The photo (Fig. 4.4) shows a family with no adult male that built an expedient shelter that would give far better fallout, blast, and fire protection than almost any home. They succeeded, despite the necessity of working on cold November days with snow flurries. The top two inches of earth were frozen and the next two feet so dry that most of it had to be loosened with their dull pick. No member of this family had done any serious digging before, yet they built a shelter that would have given about 100 times as much protection against fallout radiation as would a typical small frame house and at least 25 times as much as a typical home basement.

(Fallout shelters are designed for protection against radiation from fallout particles. Although fallout shelters lack blast doors and other means for keeping out blast, the better types would prevent their occupants from being killed by blast effects in extensive areas where people in houses would have little chance of surviving. In this book, an "expedient shelter" generally means an expedient fallout shelter.)

Even as simple an earth-covered fallout shelter as this Door-Covered Trench Shelter, if built well separated from flammable buildings, usually would save its occupants' lives in extensive areas devastated by blast and/or fire. The area of probable survival in a good earth covered fallout shelter would extend from where blast damage would be light but fires likely to be numerous, inward toward GZ to where most homes would be collapsed by blast and/or destroyed by fire. This ring-shaped area of probable survival from blast and/or fire effects of a 1-MT air burst would extend from about 8 miles from GZ inward to approximately 5.5 miles. Its area would be about 105 square miles, more than the 95 square miles in the circular area with a radius of 5.5 miles centered on GZ and within which this simple a shelter probably would be collapsed by the blast overpressure of a 1-MT air burst. (Door-Covered Trench Shelters and most of the other types of earth-covered expedient shelters described in this book have been proven dependable in test explosions conducted by the Defense Nuclear Agency.)

Fig. 4.4. This family completed their Protection Factor 200 (PF 200) fallout shelter, a Door-Covered Trench Shelter with 2 feet of earth on its roof, 34 hours after receiving the building instructions at their home.

In many areas, this and even better types of expedient fallout shelters affording considerable blast protection could be built by untrained families, following the written, field-tested instructions in this book. Furthermore (as shown in Appendix D, Expedient Blast Shelters) within a few days a small but significant fraction of the population could build expedient blast shelters complete with expedient blast doors and providing at least 15-psi blast protection.

########

> [Your instructions]
Answer these questions from the passage about expedient shelters:
1. How many hours after receiving the building instructions did the family complete their shelter?
2. How many feet of earth covered the roof of their Door-Covered Trench Shelter?
3. About how many square miles would the ring-shaped area of probable survival from a 1-MT air burst cover?
Rely only on the passage about expedient shelters.

########

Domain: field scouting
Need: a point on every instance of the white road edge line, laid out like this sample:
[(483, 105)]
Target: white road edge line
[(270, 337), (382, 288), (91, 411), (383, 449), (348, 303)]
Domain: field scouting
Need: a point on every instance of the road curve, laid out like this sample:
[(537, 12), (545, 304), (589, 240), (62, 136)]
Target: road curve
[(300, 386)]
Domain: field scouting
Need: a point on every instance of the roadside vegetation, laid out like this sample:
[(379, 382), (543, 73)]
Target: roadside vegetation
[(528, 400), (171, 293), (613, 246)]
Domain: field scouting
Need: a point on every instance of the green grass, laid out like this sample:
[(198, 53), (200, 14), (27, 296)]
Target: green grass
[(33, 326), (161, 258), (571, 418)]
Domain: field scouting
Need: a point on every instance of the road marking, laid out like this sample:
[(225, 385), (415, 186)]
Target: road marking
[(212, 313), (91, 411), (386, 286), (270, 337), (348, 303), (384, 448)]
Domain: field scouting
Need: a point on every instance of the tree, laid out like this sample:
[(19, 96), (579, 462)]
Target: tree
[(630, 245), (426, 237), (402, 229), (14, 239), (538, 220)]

########

> [Expected output]
1. 34 hours
2. 2 feet
3. About 105 square miles